--- GIVEN TEXT Enclosed Below ---

Enhanced Delivery of Antibodies Across the Blood-Brain Barrier Via TEMs with Inherent Receptor-Mediated Phagocytosis

Background: The near impermeability of the blood-brain barrier (BBB) and the unique neuroimmune environment of the CNS prevents the effective use of antibodies in neurological diseases. Delivery of bio-therapeutics to the brain can be enabled through receptor-mediated transcytosis via proteins such as the transferrin receptor, although limitations such as the ability to use Fc-mediated effector function to clear pathogenic targets can introduce safety liabilities. Hence, novel delivery approaches with alternative clearance mechanisms are warranted. Methods: Binders that optimized transport across the BBB, known as transcytosis-enabling modules (TEMs), were identified using a combination of antibody discovery techniques and pharmacokinetic analyses. Functional activity of TEMs were subsequently evaluated by imaging for the ability of myeloid cells to phagocytose target proteins and cells. Findings: We demonstrated significantly enhanced brain exposure of therapeutic antibodies using optimal transferrin receptor or CD98 TEMs. We found that these modules also mediated efficient clearance of tau aggregates and HER2+ tumor cells via a non-classical phagocytosis mechanism through direct engagement of myeloid cells. This mode of clearance potentially avoids the known drawbacks of Fc gamma R-mediated antibody mechanisms in the brain such as the neurotoxic release of proinflammatory cytokines and immune cell exhaustion. Conclusions: Our study reports a new brain delivery platform that harnesses receptor-mediated transcytosis to maximize brain uptake and uses a non-classical phagocytosis mechanism to efficiently clear pathologic proteins and cells. We believe these findings will transform therapeutic approaches to treat CNS diseases.

--- End of Enclosed GIVEN TEXT ---
--- DATASET RECORDS Enclosed Below ---

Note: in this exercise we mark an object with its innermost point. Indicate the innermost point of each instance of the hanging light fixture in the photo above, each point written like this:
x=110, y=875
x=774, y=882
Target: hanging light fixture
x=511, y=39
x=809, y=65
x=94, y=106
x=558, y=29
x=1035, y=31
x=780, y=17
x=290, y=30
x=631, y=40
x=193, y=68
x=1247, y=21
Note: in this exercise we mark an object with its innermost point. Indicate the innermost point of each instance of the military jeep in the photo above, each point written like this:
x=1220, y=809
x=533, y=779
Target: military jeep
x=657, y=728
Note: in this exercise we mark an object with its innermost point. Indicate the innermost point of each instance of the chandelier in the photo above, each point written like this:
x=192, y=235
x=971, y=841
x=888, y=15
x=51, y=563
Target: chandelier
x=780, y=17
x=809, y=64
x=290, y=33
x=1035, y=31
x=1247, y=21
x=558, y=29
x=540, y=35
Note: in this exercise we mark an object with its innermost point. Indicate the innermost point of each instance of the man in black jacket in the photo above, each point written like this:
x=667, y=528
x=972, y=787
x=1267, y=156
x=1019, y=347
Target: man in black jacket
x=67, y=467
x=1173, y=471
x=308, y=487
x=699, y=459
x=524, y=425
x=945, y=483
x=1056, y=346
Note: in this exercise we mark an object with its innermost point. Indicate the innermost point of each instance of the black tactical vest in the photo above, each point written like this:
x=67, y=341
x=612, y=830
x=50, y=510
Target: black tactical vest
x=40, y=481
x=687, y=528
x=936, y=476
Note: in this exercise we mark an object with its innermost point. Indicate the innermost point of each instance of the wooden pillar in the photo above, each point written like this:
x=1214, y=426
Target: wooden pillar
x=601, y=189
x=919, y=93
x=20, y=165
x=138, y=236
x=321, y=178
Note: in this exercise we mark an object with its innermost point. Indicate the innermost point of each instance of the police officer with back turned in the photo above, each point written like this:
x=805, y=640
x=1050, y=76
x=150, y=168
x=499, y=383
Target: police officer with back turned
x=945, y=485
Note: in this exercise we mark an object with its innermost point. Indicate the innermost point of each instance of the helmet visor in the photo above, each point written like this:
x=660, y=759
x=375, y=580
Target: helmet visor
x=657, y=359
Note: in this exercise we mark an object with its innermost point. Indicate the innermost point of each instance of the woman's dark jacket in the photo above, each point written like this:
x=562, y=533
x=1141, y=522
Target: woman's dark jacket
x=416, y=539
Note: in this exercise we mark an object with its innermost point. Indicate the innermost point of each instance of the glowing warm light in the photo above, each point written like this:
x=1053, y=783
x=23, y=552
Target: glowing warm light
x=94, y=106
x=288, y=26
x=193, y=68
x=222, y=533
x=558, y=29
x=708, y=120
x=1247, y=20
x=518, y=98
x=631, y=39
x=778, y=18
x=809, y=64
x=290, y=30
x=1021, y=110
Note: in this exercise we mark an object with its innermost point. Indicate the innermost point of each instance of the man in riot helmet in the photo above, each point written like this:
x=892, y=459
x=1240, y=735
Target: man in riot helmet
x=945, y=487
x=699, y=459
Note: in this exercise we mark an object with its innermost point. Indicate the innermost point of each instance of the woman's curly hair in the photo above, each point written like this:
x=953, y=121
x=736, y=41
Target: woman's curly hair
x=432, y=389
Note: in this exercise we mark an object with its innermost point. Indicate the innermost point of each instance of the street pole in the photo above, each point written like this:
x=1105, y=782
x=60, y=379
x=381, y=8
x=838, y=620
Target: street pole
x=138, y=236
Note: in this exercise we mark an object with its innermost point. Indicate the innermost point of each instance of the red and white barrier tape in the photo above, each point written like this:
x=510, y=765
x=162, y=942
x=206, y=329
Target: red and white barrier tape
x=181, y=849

--- End of Enclosed DATASET RECORDS ---

▶ **PROMPT**:
Using the abstract on antibody delivery across the blood-brain barrier, mark each statement below yes or no and quote the words that decide it.
1. The transcytosis-enabling modules were found through antibody discovery techniques together with pharmacokinetic analyses.
2. Tau aggregates were cleared through an Fc gamma R-mediated mechanism.
3. Brain exposure of therapeutic antibodies rose when transferrin receptor or CD98 modules were used.

▶ **OUTPUT FOR THIS EXERCISE**:
1. Yes: "were identified using a combination of antibody discovery techniques and pharmacokinetic analyses"
2. No: "via a non-classical phagocytosis mechanism through direct engagement of myeloid cells"
3. Yes: "significantly enhanced brain exposure of therapeutic antibodies using optimal transferrin receptor or CD98 TEMs"